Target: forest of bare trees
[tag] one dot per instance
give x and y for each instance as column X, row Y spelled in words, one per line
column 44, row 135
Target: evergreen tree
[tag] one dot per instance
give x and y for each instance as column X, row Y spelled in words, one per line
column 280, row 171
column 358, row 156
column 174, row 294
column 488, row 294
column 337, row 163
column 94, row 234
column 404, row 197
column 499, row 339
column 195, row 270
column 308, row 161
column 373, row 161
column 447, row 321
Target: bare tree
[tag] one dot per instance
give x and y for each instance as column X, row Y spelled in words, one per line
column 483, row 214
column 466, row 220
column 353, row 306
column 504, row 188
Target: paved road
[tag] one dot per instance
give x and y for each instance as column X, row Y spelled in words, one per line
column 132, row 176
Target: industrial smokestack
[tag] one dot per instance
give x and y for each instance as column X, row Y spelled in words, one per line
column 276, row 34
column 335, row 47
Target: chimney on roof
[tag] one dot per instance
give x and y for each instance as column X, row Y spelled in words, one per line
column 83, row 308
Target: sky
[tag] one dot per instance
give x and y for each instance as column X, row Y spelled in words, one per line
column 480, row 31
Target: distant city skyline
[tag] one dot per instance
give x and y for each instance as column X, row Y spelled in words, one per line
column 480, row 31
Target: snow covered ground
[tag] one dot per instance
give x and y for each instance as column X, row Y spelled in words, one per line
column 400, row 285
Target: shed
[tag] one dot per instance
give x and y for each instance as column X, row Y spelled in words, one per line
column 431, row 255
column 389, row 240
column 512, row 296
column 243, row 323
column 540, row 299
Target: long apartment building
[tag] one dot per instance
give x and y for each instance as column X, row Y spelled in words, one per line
········
All of the data shown above must be copied exactly.

Target: forest of bare trees
[tag] one dot per instance
give x and y for each instance as column X, row Y spelled in words, one per line
column 44, row 135
Target: evergreen tree
[tag] one dot per instance
give x and y for each instance as column X, row Y spelled in words, one per line
column 280, row 171
column 358, row 156
column 174, row 294
column 488, row 294
column 337, row 163
column 94, row 234
column 404, row 197
column 499, row 339
column 195, row 270
column 308, row 161
column 373, row 161
column 447, row 321
Target: bare tree
[tag] one dot per instance
give x and y for each instance as column X, row Y spelled in words, one per line
column 483, row 214
column 466, row 220
column 353, row 306
column 504, row 188
Target: paved road
[tag] one dot per instance
give x and y for each instance as column X, row Y spelled in words, one per line
column 132, row 176
Target: industrial smokestack
[tag] one dot per instance
give x and y for each instance as column X, row Y spelled in words, one per line
column 276, row 34
column 335, row 47
Target: chimney on roof
[tag] one dot per instance
give x and y for each instance as column X, row Y spelled in words, one per line
column 83, row 308
Target: sky
[tag] one dot per instance
give x and y for each instance as column X, row Y spelled in words, one per line
column 480, row 31
Target: distant city skyline
[tag] one dot per instance
give x and y for each instance as column X, row Y spelled in words, one per line
column 480, row 31
Target: snow covered ground
[tag] one dot per instance
give x and y for each instance as column X, row Y spelled in words, one per line
column 400, row 285
Target: shed
[tag] one dot per instance
give x and y for each instance as column X, row Y spelled in words, one per line
column 431, row 255
column 389, row 240
column 512, row 296
column 243, row 323
column 540, row 299
Target: long apartment building
[tag] one dot per instance
give x and y for each instance as column X, row Y spelled in words, one per line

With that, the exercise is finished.